Extract

»»

Trend Equity – NewFound Primer

Trend Equity

Today’s post is about Trend Equity, and looks at a paper from NewFound Research.

Trend Equity

Trend equity is another name for a concept that we’ve come across several times already.

  • The basic idea is that the addition of trend following / momentum strategies to a diversified portfolio can increase returns and / or reduce risk (volatility), depending on your goals.

Trend is a useful diversifier to traditional stock / bond portfolios (and even to more sophisticated allocations).

A few weeks ago, we looked at Meb Faber’s Trinity Portfolio, but we’ve examined similar concepts on a couple of other occasions:

Andrew Craig’s Own the World Fund and The Idle Investor also covered similar subject matter.

NewFound Research

Newfound logo

NewFound Research are a firm whose articles I retweet and link to a lot.

  • They tweet under the “sexier” name Flirting With Models.

They describe themselves as follows:

While other asset managers focus on alpha, our first focus is on managing risk. We believe in systematic, disciplined, and repeatable decision-making powered by the evidence-based insights of consistent, thoughtful research.

We focus on the high conviction application of the major quantitative investment “styles” – i.e. value, momentum, carry, defensive, and trend – within tactical asset allocation.

Here’s chart of their services:

Newfound services

When I was looking at the Trinity Portfolio I came across NewFound’s Trend Equity Primer.

  • It was only published a few months ago, so  I thought that I would take a look.
Two risks

In the paper, NewFound talk about two risks:

  1. failing slow, and
  2. failing fast

These seem to correspond to low returns and sudden sharp drawdowns respectively.

  • The latter is especially dangerous just before and just after moving into decumulation (retirement / drawdown).

NewFound believe that Trend Equity can address both risks.

Concave and convex


The historical premiums associated with many active investment strategies are assumed to be risk-based in nature. An investor bearing risk can be thought of as an insurer, expecting to collect a premium over time for their willingness to carry risk that other investors are looking to offload.

««

Record extracts
»»

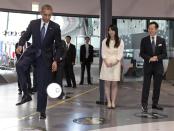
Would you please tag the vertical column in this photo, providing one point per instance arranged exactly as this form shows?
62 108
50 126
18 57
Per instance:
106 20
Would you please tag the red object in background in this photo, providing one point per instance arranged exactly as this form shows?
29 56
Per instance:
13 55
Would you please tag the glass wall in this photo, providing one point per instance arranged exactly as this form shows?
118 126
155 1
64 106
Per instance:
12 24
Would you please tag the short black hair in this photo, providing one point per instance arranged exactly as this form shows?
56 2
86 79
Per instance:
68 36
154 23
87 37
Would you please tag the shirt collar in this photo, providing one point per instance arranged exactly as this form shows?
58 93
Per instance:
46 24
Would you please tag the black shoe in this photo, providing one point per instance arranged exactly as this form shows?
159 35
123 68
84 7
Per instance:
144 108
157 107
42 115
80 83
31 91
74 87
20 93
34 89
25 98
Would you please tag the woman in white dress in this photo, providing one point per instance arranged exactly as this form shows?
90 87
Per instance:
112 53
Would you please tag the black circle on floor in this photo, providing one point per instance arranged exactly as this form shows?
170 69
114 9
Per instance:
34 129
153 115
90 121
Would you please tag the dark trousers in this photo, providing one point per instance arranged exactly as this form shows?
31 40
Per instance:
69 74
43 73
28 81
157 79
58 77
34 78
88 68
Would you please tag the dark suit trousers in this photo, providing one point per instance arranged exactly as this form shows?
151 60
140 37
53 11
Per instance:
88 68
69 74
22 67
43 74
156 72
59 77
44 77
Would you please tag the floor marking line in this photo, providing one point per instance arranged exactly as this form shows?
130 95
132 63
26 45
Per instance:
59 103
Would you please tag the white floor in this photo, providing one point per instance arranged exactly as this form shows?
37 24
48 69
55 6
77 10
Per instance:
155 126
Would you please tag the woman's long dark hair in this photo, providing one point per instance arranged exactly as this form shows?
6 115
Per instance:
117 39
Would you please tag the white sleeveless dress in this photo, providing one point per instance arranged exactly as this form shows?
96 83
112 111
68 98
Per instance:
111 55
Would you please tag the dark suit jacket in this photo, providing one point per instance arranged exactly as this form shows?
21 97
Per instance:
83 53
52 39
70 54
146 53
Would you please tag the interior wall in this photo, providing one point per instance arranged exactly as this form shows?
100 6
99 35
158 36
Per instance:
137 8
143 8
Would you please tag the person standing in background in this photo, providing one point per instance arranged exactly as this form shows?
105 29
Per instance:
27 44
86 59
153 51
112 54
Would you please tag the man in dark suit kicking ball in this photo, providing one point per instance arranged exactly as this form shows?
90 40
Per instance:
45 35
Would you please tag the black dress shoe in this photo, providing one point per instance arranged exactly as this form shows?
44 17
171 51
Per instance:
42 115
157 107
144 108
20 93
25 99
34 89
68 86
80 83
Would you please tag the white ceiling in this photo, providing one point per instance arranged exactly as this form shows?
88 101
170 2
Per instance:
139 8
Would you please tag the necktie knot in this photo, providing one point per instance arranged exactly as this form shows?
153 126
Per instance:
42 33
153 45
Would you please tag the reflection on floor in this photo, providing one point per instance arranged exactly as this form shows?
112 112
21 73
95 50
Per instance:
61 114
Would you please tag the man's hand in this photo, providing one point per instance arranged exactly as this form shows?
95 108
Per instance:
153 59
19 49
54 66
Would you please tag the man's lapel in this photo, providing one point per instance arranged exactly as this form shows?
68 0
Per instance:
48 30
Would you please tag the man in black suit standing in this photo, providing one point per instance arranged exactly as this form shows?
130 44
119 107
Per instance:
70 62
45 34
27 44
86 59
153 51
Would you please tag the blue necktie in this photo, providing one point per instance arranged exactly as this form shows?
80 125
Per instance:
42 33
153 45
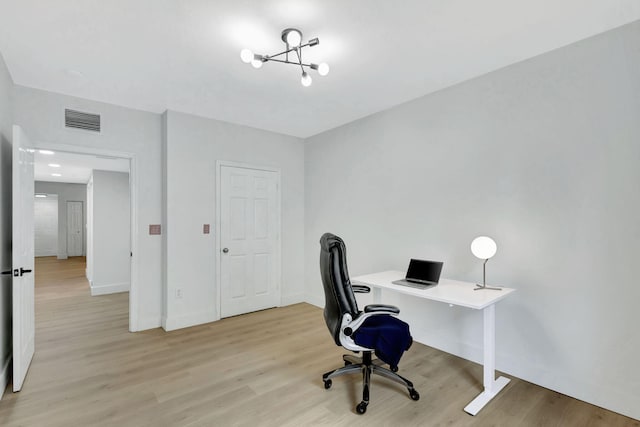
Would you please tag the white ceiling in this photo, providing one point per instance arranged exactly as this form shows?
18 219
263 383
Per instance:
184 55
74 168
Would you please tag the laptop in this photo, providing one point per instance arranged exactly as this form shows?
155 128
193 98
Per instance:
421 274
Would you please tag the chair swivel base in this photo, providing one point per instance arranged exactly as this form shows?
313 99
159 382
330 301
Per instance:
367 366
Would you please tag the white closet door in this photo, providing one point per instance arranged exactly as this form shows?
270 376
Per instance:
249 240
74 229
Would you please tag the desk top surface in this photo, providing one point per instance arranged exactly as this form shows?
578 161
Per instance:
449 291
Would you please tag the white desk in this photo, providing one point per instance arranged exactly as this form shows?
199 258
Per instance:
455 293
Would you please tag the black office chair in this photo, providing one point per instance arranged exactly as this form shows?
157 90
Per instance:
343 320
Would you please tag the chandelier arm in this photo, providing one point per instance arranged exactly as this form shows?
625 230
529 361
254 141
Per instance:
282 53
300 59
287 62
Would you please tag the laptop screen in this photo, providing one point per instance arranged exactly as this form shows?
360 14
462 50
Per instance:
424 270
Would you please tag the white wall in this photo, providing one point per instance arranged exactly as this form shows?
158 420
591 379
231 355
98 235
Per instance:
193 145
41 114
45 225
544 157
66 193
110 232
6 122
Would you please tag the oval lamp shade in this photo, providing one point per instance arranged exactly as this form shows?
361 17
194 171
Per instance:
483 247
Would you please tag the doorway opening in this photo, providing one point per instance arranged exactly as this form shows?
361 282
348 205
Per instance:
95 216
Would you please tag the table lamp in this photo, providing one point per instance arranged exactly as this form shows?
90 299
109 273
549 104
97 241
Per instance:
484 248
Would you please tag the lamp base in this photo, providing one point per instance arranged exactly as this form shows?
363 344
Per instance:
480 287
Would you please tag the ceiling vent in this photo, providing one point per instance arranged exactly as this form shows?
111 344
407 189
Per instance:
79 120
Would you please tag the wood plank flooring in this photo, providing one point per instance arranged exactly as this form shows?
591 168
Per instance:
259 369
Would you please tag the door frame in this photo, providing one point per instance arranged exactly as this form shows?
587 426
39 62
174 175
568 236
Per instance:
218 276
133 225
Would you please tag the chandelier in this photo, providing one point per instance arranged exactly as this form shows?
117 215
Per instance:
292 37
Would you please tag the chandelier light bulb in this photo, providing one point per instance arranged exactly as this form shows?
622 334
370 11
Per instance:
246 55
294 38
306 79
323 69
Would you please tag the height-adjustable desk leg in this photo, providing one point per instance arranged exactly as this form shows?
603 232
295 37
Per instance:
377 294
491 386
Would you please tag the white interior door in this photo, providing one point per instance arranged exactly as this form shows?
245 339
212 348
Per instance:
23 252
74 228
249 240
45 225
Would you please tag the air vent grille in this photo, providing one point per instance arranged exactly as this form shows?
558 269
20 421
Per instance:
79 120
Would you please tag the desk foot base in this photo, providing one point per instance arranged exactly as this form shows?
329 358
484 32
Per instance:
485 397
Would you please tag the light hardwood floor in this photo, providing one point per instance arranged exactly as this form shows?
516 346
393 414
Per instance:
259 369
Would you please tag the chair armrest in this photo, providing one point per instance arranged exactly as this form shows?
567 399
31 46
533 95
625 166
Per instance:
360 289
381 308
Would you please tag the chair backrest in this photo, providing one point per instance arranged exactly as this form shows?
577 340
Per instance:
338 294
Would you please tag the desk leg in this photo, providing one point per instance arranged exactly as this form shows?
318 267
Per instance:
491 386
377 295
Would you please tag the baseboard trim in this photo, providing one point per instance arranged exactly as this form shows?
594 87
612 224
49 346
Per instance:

««

Work instructions
[1] How would the sentence "NewFound believe that Trend Equity can address both risks." from the trend equity post read in Spanish?
[2] Could you carry the trend equity post forward from its last sentence?
The records stand apart from the trend equity post and are separate material.

Outputs
[1] NewFound cree que Trend Equity puede abordar ambos riesgos.

[2]
The payoff profile for premiums generated from bearing risk, however, is concave in nature: the investor expects to collect a small premium over time but is exposed to potentially large losses.

This approach is often called being “short volatility,” as the manifestation of risk often coincides with large (primarily negative) swings in asset values.

I’m not a fan of the diagram that NewFound use to illustrate this distribution of returns.

  • It looks like an option payoff chart to me. (( There’s a more traditional bell-curve like chart later in the paper,which we’ll come to below ))

This property of returns – normally discussed in the context of equities, but also with FX carry – is usually known as negative skew.

  • Strategies with negative skew are sometimes referred to as “picking up pennies in font of a steamroller”.

Strategically allocated portfolios – even those with exposure to alternative risk premia – tend to combine a series of concave payoff structures.

But things are a little more complicated:

  1. Equities have positive expected returns (they go up more than they go down), despite their negative skew, so it still makes sense to hold them.
  2. Adding negative and positive skew strategies together can improve your overall portfolio – it’s another form of diversification.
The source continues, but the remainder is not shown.